Extracted data entries
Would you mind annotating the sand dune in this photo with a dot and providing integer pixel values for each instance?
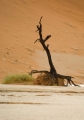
(63, 19)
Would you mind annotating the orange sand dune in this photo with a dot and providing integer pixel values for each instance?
(63, 19)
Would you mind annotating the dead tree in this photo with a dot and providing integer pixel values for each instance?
(53, 71)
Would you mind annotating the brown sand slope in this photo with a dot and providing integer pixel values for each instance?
(63, 19)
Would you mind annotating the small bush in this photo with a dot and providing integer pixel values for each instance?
(18, 79)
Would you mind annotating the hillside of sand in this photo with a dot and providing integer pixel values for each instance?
(62, 19)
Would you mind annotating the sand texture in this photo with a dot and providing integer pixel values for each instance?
(62, 19)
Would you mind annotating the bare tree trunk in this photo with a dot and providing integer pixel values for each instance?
(52, 71)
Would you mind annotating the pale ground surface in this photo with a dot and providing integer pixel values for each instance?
(41, 102)
(63, 19)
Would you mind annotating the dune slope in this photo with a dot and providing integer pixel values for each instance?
(63, 19)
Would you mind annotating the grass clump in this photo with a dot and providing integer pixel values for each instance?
(18, 79)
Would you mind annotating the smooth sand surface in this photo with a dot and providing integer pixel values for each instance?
(41, 102)
(62, 19)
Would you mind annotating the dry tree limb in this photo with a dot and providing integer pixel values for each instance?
(52, 71)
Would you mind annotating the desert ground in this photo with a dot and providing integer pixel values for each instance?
(64, 21)
(25, 102)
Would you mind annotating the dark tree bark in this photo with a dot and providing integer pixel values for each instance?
(52, 71)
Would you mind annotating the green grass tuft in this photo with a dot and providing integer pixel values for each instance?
(18, 79)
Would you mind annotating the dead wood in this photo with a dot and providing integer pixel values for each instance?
(53, 72)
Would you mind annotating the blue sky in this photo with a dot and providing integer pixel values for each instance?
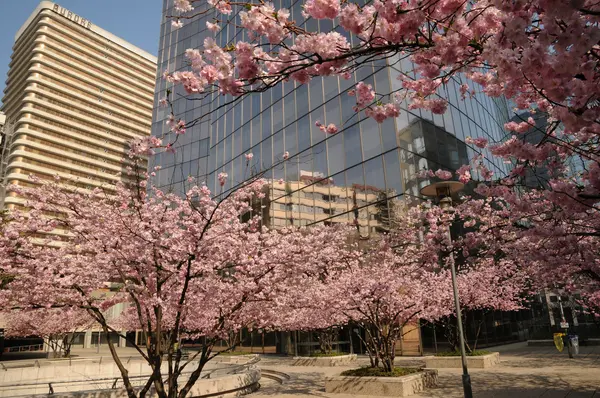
(136, 21)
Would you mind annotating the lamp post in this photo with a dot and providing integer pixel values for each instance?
(443, 192)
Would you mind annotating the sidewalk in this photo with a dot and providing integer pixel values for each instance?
(523, 372)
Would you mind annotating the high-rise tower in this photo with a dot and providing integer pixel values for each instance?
(75, 95)
(355, 175)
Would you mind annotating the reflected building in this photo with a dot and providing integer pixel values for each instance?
(385, 157)
(360, 175)
(75, 96)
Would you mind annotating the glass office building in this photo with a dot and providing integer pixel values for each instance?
(352, 176)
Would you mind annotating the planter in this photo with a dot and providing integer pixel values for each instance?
(478, 362)
(402, 386)
(341, 360)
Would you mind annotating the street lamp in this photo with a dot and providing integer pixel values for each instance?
(443, 191)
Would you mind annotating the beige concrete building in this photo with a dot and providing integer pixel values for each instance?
(75, 95)
(315, 199)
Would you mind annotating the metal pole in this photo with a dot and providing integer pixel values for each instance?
(466, 377)
(296, 344)
(564, 320)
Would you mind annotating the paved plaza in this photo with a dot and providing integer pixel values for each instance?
(523, 372)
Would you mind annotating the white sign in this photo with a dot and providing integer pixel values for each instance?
(72, 16)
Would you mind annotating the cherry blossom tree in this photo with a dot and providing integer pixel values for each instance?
(58, 327)
(185, 266)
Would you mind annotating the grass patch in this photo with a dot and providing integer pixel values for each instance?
(235, 353)
(379, 372)
(475, 353)
(329, 354)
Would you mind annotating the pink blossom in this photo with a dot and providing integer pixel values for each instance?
(522, 127)
(425, 173)
(464, 173)
(222, 177)
(364, 94)
(183, 5)
(479, 142)
(443, 174)
(213, 27)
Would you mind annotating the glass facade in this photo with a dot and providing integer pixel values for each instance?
(353, 176)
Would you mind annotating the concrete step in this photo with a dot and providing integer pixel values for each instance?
(279, 377)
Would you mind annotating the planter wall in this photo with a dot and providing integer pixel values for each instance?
(478, 362)
(403, 386)
(227, 386)
(237, 359)
(325, 361)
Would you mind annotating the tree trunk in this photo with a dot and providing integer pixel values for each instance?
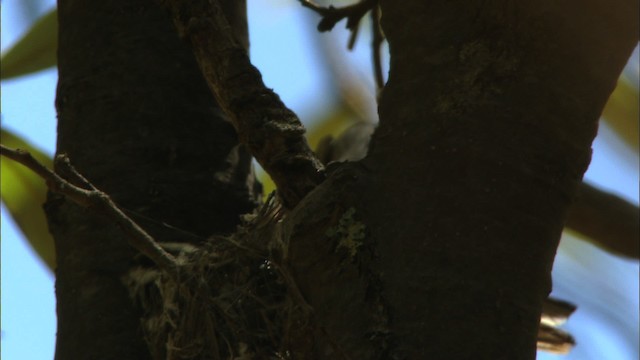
(438, 245)
(137, 119)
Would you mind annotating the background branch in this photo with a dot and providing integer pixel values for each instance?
(96, 200)
(272, 132)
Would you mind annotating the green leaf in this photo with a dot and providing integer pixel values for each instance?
(23, 194)
(621, 112)
(35, 51)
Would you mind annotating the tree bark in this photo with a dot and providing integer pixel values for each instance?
(137, 119)
(438, 245)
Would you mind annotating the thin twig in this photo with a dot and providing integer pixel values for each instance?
(331, 15)
(378, 38)
(96, 200)
(354, 13)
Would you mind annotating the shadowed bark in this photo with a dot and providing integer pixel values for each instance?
(137, 119)
(437, 245)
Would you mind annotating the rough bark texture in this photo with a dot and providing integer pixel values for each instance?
(486, 129)
(438, 245)
(137, 119)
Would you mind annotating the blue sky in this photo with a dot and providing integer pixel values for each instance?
(604, 287)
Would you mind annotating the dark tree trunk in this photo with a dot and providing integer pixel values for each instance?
(438, 245)
(137, 119)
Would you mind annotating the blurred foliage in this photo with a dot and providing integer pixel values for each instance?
(23, 193)
(35, 51)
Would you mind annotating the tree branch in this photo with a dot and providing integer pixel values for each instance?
(354, 13)
(272, 132)
(96, 200)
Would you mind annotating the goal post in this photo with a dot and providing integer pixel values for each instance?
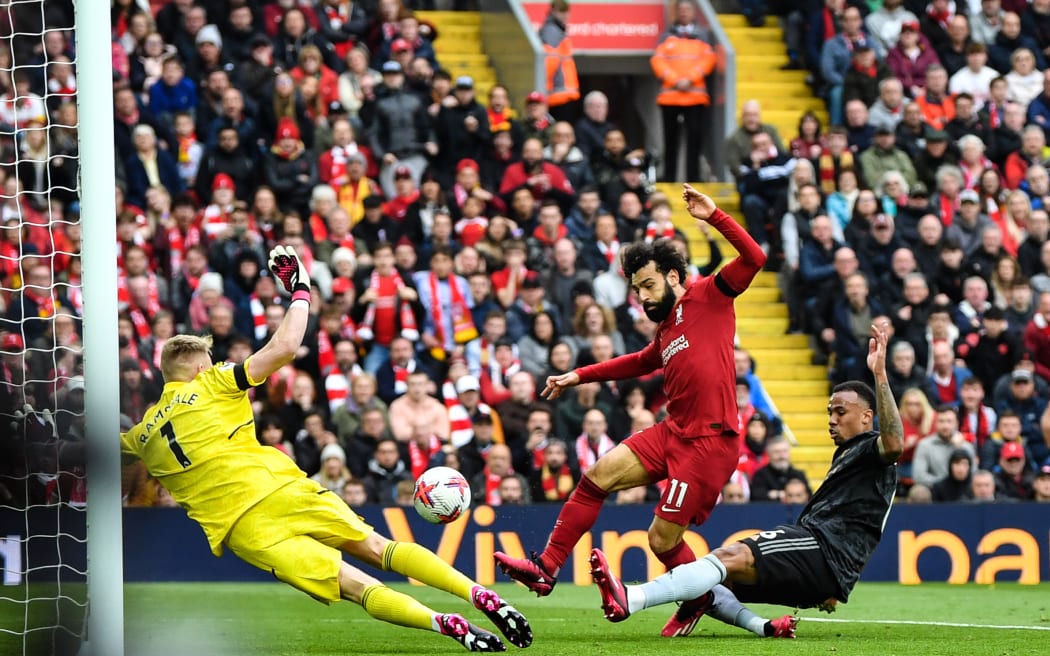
(105, 544)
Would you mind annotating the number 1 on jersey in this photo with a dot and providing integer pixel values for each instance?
(169, 435)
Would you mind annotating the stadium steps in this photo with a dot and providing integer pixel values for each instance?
(783, 94)
(798, 388)
(459, 50)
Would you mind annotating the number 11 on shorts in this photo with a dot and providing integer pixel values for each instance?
(675, 495)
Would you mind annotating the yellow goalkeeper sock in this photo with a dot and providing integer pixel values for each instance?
(397, 608)
(424, 566)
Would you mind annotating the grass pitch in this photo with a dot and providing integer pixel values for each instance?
(264, 619)
(270, 618)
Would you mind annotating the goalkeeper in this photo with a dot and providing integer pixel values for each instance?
(198, 441)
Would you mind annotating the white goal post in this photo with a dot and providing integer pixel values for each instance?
(105, 544)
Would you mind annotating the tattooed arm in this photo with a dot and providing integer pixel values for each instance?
(890, 429)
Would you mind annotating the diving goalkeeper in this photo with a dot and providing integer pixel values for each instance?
(198, 441)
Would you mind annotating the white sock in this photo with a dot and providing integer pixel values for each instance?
(728, 609)
(681, 584)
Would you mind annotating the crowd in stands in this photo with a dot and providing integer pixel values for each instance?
(461, 253)
(923, 208)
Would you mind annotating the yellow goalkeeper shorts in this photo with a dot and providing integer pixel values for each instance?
(295, 533)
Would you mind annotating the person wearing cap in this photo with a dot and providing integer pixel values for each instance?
(681, 62)
(958, 485)
(401, 134)
(542, 178)
(563, 81)
(887, 109)
(466, 414)
(1041, 486)
(1033, 150)
(1013, 479)
(462, 129)
(884, 156)
(538, 122)
(342, 24)
(861, 81)
(969, 223)
(885, 23)
(375, 227)
(992, 352)
(291, 169)
(836, 56)
(932, 453)
(1023, 398)
(563, 151)
(333, 473)
(295, 33)
(333, 164)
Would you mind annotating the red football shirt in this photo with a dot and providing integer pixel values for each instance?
(694, 345)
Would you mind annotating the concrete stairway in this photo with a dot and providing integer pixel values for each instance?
(459, 50)
(799, 388)
(783, 94)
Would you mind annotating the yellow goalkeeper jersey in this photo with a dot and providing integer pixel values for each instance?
(198, 441)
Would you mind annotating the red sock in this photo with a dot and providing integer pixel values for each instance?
(575, 519)
(679, 554)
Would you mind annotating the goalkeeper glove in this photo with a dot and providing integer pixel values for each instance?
(288, 268)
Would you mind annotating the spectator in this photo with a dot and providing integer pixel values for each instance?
(945, 378)
(1041, 486)
(150, 166)
(1023, 399)
(593, 442)
(932, 453)
(681, 62)
(1013, 480)
(591, 128)
(769, 482)
(958, 485)
(386, 469)
(555, 478)
(563, 82)
(402, 134)
(417, 407)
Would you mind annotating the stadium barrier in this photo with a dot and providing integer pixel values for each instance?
(950, 543)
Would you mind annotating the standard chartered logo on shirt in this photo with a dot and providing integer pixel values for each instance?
(679, 343)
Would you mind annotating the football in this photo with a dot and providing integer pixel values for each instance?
(441, 495)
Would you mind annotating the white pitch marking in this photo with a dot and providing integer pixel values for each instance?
(957, 625)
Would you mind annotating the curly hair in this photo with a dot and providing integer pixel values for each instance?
(660, 252)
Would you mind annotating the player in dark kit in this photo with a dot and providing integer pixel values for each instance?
(696, 447)
(814, 563)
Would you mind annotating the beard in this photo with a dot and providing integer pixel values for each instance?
(660, 310)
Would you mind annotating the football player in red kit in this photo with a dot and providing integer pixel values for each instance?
(696, 448)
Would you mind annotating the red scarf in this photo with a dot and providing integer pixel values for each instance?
(609, 250)
(587, 455)
(326, 356)
(408, 329)
(653, 232)
(401, 377)
(942, 18)
(492, 487)
(557, 485)
(258, 317)
(419, 458)
(463, 329)
(947, 210)
(981, 430)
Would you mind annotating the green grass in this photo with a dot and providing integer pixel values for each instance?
(235, 619)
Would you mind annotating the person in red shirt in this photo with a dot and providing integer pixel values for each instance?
(696, 447)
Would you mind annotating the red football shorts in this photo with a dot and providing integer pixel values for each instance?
(695, 469)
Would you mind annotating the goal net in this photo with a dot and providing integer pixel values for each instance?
(42, 483)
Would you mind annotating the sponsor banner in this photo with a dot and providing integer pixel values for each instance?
(625, 26)
(947, 543)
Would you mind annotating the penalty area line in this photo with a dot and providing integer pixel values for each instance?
(957, 625)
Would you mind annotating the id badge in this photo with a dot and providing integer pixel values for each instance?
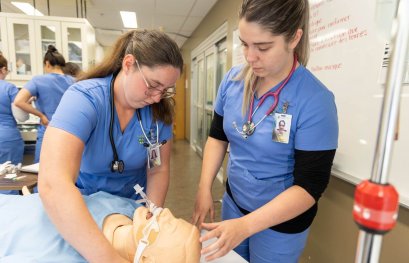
(154, 156)
(281, 131)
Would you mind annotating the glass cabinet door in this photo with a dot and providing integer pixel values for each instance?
(21, 49)
(73, 50)
(3, 41)
(47, 33)
(210, 56)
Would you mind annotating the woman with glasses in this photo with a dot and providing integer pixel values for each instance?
(108, 127)
(48, 90)
(11, 142)
(273, 186)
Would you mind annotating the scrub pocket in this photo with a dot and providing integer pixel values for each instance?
(251, 193)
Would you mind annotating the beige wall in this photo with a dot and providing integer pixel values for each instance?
(333, 236)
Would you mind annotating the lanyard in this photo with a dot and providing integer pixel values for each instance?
(275, 94)
(249, 127)
(138, 114)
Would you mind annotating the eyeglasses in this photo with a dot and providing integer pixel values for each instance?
(153, 91)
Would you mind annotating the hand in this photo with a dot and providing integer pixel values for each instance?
(203, 206)
(44, 120)
(229, 234)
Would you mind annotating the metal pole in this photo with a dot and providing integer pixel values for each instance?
(82, 13)
(369, 244)
(76, 6)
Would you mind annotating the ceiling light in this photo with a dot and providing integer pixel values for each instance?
(27, 9)
(129, 19)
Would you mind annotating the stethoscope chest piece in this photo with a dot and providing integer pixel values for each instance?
(117, 166)
(248, 128)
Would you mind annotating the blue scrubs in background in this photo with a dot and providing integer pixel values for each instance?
(259, 167)
(36, 240)
(85, 112)
(48, 89)
(11, 142)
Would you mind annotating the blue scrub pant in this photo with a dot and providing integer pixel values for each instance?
(11, 151)
(38, 148)
(267, 246)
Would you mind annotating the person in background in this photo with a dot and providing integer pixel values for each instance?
(102, 133)
(72, 69)
(48, 90)
(273, 187)
(11, 142)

Given request
Copy only the stretch running from the line containing "Would you mind annotating the lanyard" to the final line of the entries, both ends included, exactly as it stands.

Answer to this exercise
Would you mind annotating the lanyard in this photo with a dot and providing integer pixel values for each instance?
(275, 94)
(249, 127)
(138, 114)
Would you mind annotating the eyeglasses in this photo with a dot and providing integer pixel values for each instance?
(153, 91)
Would you mind annotating the hand in this photo with a dot and providing integer pixel values for each instance?
(203, 206)
(44, 120)
(229, 234)
Would you mind annotating the metal pole in this photo with a dot and providing integer pixel values for each instance?
(82, 13)
(369, 244)
(76, 6)
Would you mind annotating the ceiling light in this photo with a dot and providing integer pixel values for each instance?
(27, 9)
(129, 19)
Would you mind annotating the stethoscope chest piece in this photo with a dot and providing integer pixel values for each instance?
(117, 166)
(248, 128)
Would you mind annotating the blue scrubs in background in this photo with a dot and providing integer pixel values for each instance?
(259, 167)
(36, 240)
(85, 112)
(48, 89)
(11, 142)
Would you mind annotating the blue scrub pant in this photo with a dot and providing integer pixel values for each instance?
(11, 151)
(38, 148)
(267, 246)
Would you mind annotating the person in background in this photo with a dot and providing integer pixel values for each instance?
(102, 133)
(72, 69)
(48, 90)
(273, 187)
(11, 142)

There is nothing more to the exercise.